Exercises to complete
**A.** In one to three sentences, explain why the excerpt on AI politics treats the concentration of AI thought leadership in the US, the UK, and Europe as a problem.
**B.** Arrange the records, everything from the line containing "In the photo above, each instance of the wagon" down through the end of the records, as a Markdown table with the columns Number and Record line, leaving out any blank lines.
=== Source excerpt ===
However, the narratives surrounding AI often lack nuance, and global deliberations tend to concentrate on certain jurisdictions, primarily the US, the UK, and Europe. This concentration of thought leadership can lead to a narrow understanding of the global implications of AI development. Recent events, such as the AI Safety Summit at Bletchley Park, highlight the international efforts to address AI risks and establish guidelines for safety. President Biden’s Executive Order emphasises the US government’s commitment to collaborating with international partners on AI standards. Similarly, the EU is actively working on the EU AI Act, the world’s first comprehensive AI law, aligning with the principles outlined in the Bletchley Declaration.
However, the politics of AI extend beyond regulations and policies. They shape how we perceive, critique, and build AI systems. The assumptions guiding the design and deployment of these systems are context-specific but often applied globally, flowing from the “Global North” to the “Global South.” This one-directional application of AI reinforces existing inequalities and perpetuates the dominance of a select few private actors, as pointed out by Amba Kak of the AI Now Institute.
=== Task input ===
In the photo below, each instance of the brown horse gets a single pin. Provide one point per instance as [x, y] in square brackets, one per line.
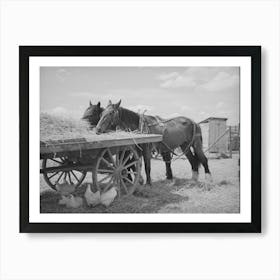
[92, 116]
[93, 113]
[177, 132]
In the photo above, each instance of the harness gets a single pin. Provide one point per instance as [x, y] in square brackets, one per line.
[144, 126]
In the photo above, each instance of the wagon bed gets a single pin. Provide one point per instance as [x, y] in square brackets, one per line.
[114, 159]
[51, 148]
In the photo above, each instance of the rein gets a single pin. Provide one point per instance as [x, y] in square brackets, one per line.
[144, 123]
===
Solved tasks
**A.** The excerpt says that concentrating global deliberation in these few jurisdictions can lead to a narrow understanding of the global implications of AI development.

**B.**
| Number | Record line |
|---|---|
| 1 | In the photo above, each instance of the wagon bed gets a single pin. Provide one point per instance as [x, y] in square brackets, one per line. |
| 2 | [114, 159] |
| 3 | [51, 148] |
| 4 | In the photo above, each instance of the rein gets a single pin. Provide one point per instance as [x, y] in square brackets, one per line. |
| 5 | [144, 123] |